## WORK INSTRUCTION 1
Extract from the passage on bat limb evolution the part that opens with the words containing "We suggest that" and closes with "Dr. Andrew Orkney.", copying it word for word.
## WORK INSTRUCTION 2
List every institution or institutional unit named in the passage on bat limb evolution.

## READING TEXT
-- -- --

This means that, contrary to birds, bats’ forelimbs and hindlimbs did not evolve independently: When the wing shape changes – either increases or shrinks, for example – the leg shape changes in the same direction.
We suggest that the coupled evolution of wing and leg limits bats’ capability to adapt to new ecologies.
Assistant Professor, Brandon P. Hendrick, co-corresponding author.
College of Veterinary Medicine
Department of Biomedical Sciences
Cornell University, Ithaca, NY, USA.
The team’s findings raise questions about the evolution of pterosaurs, an extinct group of flying reptiles that had membranous wings similar to those of bats.
Pterosaurs were a lot more diverse than either birds or bats, ranging from tiny insectivores to giraffe-sized Goliaths that rivaled the dinosaurs. What was the secret to their evolutionary success?
Dr. Andrew Orkney.

-- -- --

## ENTRIES SHOWN
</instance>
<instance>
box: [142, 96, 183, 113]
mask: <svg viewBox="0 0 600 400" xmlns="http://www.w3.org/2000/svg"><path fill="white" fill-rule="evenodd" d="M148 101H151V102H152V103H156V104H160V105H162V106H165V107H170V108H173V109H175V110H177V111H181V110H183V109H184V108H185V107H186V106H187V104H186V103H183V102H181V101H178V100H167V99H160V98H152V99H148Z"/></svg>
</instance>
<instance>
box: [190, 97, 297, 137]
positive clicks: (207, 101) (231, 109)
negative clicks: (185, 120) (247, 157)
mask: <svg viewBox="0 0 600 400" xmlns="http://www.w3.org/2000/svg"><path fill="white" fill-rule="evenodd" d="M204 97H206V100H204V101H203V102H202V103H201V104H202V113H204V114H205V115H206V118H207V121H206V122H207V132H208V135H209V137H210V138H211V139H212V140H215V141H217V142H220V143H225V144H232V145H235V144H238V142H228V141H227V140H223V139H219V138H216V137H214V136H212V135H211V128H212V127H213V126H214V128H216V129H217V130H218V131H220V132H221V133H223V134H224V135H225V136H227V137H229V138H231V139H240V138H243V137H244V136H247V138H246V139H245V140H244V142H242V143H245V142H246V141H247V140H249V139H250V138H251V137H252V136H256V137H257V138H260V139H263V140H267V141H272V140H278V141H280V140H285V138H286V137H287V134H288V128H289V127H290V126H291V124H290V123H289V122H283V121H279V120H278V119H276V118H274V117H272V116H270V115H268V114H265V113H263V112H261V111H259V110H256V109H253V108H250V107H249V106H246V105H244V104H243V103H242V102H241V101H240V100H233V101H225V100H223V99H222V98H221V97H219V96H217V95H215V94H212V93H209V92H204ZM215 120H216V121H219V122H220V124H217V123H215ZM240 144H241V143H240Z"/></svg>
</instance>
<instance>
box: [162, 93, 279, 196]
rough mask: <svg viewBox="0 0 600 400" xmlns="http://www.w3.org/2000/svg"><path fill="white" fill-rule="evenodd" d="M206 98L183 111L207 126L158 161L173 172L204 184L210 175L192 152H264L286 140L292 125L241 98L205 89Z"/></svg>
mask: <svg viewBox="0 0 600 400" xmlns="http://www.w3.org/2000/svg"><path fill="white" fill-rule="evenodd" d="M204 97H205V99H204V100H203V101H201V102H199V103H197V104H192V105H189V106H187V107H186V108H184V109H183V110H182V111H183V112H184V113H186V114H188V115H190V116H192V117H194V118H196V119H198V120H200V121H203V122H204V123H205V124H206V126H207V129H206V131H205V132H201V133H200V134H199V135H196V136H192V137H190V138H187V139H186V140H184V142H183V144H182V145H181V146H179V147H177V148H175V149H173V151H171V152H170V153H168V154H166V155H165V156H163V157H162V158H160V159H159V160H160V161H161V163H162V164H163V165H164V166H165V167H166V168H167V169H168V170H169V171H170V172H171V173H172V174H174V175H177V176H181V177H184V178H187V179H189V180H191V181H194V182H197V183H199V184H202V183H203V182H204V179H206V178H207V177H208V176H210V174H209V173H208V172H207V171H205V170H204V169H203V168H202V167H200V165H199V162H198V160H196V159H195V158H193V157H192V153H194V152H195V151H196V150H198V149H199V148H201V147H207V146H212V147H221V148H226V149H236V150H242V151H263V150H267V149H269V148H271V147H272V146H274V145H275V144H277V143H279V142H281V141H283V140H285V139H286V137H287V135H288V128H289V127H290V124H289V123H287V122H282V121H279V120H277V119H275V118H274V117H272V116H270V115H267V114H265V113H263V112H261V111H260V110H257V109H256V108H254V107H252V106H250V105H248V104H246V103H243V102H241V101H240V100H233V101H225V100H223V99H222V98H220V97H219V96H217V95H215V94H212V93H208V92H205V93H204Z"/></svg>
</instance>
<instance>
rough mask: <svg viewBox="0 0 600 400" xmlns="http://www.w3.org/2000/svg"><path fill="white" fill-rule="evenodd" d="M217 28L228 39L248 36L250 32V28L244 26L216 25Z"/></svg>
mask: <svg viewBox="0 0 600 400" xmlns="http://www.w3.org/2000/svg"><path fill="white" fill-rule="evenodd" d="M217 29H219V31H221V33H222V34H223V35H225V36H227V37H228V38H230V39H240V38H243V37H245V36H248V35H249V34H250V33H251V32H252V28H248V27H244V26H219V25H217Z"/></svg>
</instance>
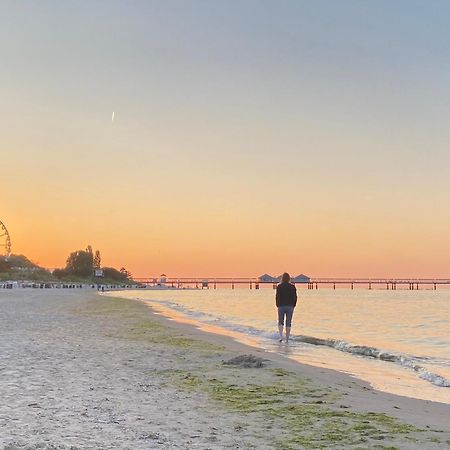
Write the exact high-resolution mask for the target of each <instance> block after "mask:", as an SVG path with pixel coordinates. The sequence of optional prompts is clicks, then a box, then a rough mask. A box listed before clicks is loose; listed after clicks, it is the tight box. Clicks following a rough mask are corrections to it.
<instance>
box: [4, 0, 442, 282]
mask: <svg viewBox="0 0 450 450" xmlns="http://www.w3.org/2000/svg"><path fill="white" fill-rule="evenodd" d="M251 3H252V2H251V1H250V2H244V3H240V2H238V3H233V2H223V4H217V3H216V4H215V6H214V7H213V6H212V5H208V4H207V3H204V4H203V3H202V6H201V7H200V6H198V5H197V7H196V8H192V7H190V6H189V2H179V1H175V0H170V1H168V2H167V4H166V2H163V3H161V2H144V3H139V2H138V3H136V4H133V5H126V4H123V3H121V2H114V1H112V2H108V5H106V4H104V5H103V4H95V5H88V4H86V5H78V6H77V5H68V4H62V3H60V2H52V1H50V0H49V1H48V2H45V4H43V5H41V6H37V5H32V4H30V5H27V6H24V5H22V6H21V5H19V4H12V5H10V6H9V8H5V7H0V30H1V31H0V33H2V34H1V36H0V37H1V38H2V39H0V49H1V51H2V54H3V55H5V64H4V68H3V69H2V71H1V73H0V94H1V96H2V102H1V104H0V116H1V117H2V119H1V121H0V139H1V148H2V150H1V151H2V154H1V159H0V163H1V168H2V172H1V191H0V192H1V199H2V203H1V208H0V220H2V221H3V222H4V223H5V224H6V226H7V227H8V229H9V231H10V234H11V238H12V243H13V252H14V253H23V254H25V255H27V256H28V257H30V258H31V259H32V260H34V261H36V262H39V263H40V264H41V265H43V266H46V267H61V266H63V265H64V264H65V259H66V257H67V255H68V254H69V252H71V251H73V250H76V249H83V248H85V247H86V246H87V245H88V244H90V245H92V246H93V248H94V249H99V250H100V251H101V253H102V255H103V263H104V264H105V265H110V266H115V267H121V266H125V267H126V268H128V269H129V270H130V271H131V272H132V273H133V274H134V275H135V276H150V275H158V274H160V273H162V272H165V273H167V274H168V275H170V276H257V275H260V274H261V273H264V272H268V273H270V274H279V273H281V272H283V271H285V270H287V271H289V272H291V273H292V274H297V273H300V272H303V273H306V274H308V275H311V276H335V277H339V276H373V277H376V276H411V277H415V276H417V277H448V276H449V267H450V234H449V233H448V228H449V224H450V197H449V195H448V193H449V192H450V176H449V175H450V174H449V173H448V172H449V169H448V168H449V167H450V154H449V152H448V148H449V145H450V133H449V132H448V119H450V109H449V108H448V105H449V104H450V88H449V86H448V70H447V66H446V63H445V61H447V60H448V57H449V56H450V52H449V50H448V48H447V47H445V48H444V47H443V46H442V45H441V44H440V43H441V42H446V39H447V37H449V36H447V35H448V34H449V30H448V26H447V23H446V22H445V21H441V17H445V14H444V13H441V14H437V13H436V14H435V15H433V14H434V13H433V12H431V11H427V12H424V11H421V12H420V14H419V13H418V11H416V12H417V14H416V12H415V11H414V8H412V7H411V11H410V15H404V14H399V13H400V12H401V11H400V10H401V9H402V8H401V6H400V5H393V4H391V3H386V4H385V5H384V6H385V8H384V7H381V6H377V5H376V4H373V5H370V4H366V3H364V4H363V3H361V4H355V3H352V2H350V3H349V2H345V1H344V2H342V4H340V5H339V6H338V5H335V6H334V5H333V4H330V3H327V5H328V6H327V9H326V11H327V13H326V14H325V12H324V10H322V9H321V8H315V7H313V6H312V5H314V3H313V2H311V3H309V4H308V2H306V3H303V2H283V4H282V5H277V4H276V3H274V4H269V3H267V4H266V3H264V4H260V5H259V7H258V8H257V9H255V8H252V7H251ZM340 3H341V2H340ZM308 5H309V6H308ZM174 6H176V7H174ZM191 6H192V5H191ZM394 10H395V11H394ZM447 12H448V11H447ZM30 17H34V18H36V20H31V19H30ZM392 17H402V20H401V21H396V22H395V23H394V22H393V21H392V20H391V18H392ZM441 22H442V23H441ZM362 24H364V26H363V25H362ZM430 24H432V25H433V26H432V27H431V25H430ZM325 25H326V26H325ZM380 27H381V28H380ZM380 29H382V33H380V32H379V30H380ZM374 30H377V32H374ZM380 36H383V39H381V38H380ZM424 39H425V41H426V43H427V45H426V46H424ZM430 49H432V50H431V51H430ZM113 111H114V112H115V119H114V121H112V120H111V115H112V112H113Z"/></svg>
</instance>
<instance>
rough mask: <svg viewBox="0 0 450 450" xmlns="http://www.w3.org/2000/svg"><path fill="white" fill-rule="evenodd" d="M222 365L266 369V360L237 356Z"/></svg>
mask: <svg viewBox="0 0 450 450" xmlns="http://www.w3.org/2000/svg"><path fill="white" fill-rule="evenodd" d="M222 364H225V365H226V366H237V367H245V368H250V367H256V368H260V367H264V359H262V358H259V357H257V356H254V355H240V356H236V357H234V358H231V359H230V360H228V361H222Z"/></svg>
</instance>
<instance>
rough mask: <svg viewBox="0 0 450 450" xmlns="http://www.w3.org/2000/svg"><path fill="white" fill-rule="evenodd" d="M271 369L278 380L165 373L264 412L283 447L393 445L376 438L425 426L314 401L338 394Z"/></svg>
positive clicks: (224, 404) (387, 437) (420, 430)
mask: <svg viewBox="0 0 450 450" xmlns="http://www.w3.org/2000/svg"><path fill="white" fill-rule="evenodd" d="M257 370H259V369H257ZM269 372H271V373H272V377H273V379H274V380H273V381H276V382H275V383H273V382H272V383H271V384H264V385H260V384H246V385H240V384H231V383H229V382H226V381H224V380H219V379H217V378H208V377H207V374H200V375H197V374H193V373H192V372H183V371H172V372H166V373H165V376H168V377H170V384H171V385H174V386H176V387H179V388H181V389H187V390H192V391H196V392H203V393H205V394H207V395H208V397H209V398H211V399H213V400H215V401H217V402H220V403H221V404H222V405H224V406H225V407H226V408H229V409H232V410H234V411H238V412H241V413H243V414H262V415H263V416H264V417H265V418H266V420H267V424H268V425H273V426H276V427H277V429H280V438H279V439H278V440H277V442H275V443H274V446H275V447H276V448H280V449H295V448H299V447H301V448H313V449H324V448H330V447H331V448H333V447H338V448H346V447H349V446H351V447H358V446H359V447H360V448H368V447H371V448H395V447H389V446H386V447H385V446H383V445H380V444H379V443H378V442H377V441H384V440H385V441H388V442H389V441H393V440H395V439H398V438H402V439H414V438H409V437H408V436H409V435H410V434H411V433H418V432H421V431H423V430H420V429H418V428H416V427H414V426H412V425H409V424H405V423H402V422H400V421H398V420H396V419H394V418H392V417H390V416H388V415H386V414H380V413H374V412H369V413H354V412H350V411H343V410H339V409H336V408H334V407H333V406H332V405H327V404H322V403H325V401H323V400H321V401H320V403H319V404H314V402H315V399H316V398H318V397H320V398H321V399H326V401H327V403H331V400H332V399H333V398H336V394H335V393H333V392H330V391H328V390H327V389H325V390H323V389H322V390H321V389H319V388H318V387H316V386H314V385H313V384H312V383H311V382H310V381H309V380H304V379H301V378H299V377H298V376H295V375H293V374H291V373H290V372H287V371H284V370H283V369H271V370H270V371H269ZM275 377H276V378H278V380H276V378H275ZM279 377H281V379H279ZM237 382H239V381H238V380H237ZM375 446H376V447H375Z"/></svg>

-- -- --

## ANSWER BOX 1
We suggest that the coupled evolution of wing and leg limits bats’ capability to adapt to new ecologies.
Assistant Professor, Brandon P. Hendrick, co-corresponding author.
College of Veterinary Medicine
Department of Biomedical Sciences
Cornell University, Ithaca, NY, USA.
The team’s findings raise questions about the evolution of pterosaurs, an extinct group of flying reptiles that had membranous wings similar to those of bats.
Pterosaurs were a lot more diverse than either birds or bats, ranging from tiny insectivores to giraffe-sized Goliaths that rivaled the dinosaurs. What was the secret to their evolutionary success?
Dr. Andrew Orkney.

## ANSWER BOX 2
College of Veterinary Medicine
Department of Biomedical Sciences
Cornell University